▶ TO DO: The answer must reproduce every record exactly, with all pictures omitted.

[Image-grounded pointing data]
· · · ·
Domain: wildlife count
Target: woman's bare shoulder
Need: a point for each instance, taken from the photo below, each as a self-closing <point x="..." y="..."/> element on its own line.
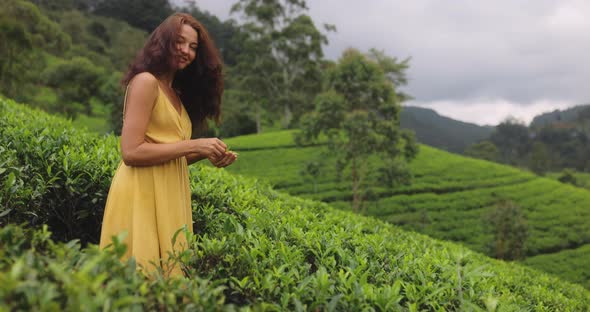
<point x="144" y="79"/>
<point x="143" y="90"/>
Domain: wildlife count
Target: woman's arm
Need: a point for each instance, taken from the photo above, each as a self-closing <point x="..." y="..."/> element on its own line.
<point x="141" y="97"/>
<point x="192" y="158"/>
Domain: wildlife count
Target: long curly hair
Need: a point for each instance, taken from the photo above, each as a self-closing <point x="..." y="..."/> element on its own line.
<point x="200" y="84"/>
· · · ·
▶ YOUR RESPONSE:
Domain: wildlife count
Target: woman's bare shoulder
Need: a point for each instance, taken from the photo below, each as a self-closing <point x="..." y="..."/> element on its own line.
<point x="144" y="79"/>
<point x="143" y="90"/>
Domain: wildlife count
Target: woman's arm
Need: a point for each instance, taken from the photo above, each as a self-closing <point x="..." y="..."/> element on its own line.
<point x="141" y="97"/>
<point x="192" y="158"/>
Domain: wildlife count
Target: long curly hair
Need: a point for each instance, taken from the photo above, each as a self-closing <point x="..." y="..."/> element on its own line.
<point x="200" y="84"/>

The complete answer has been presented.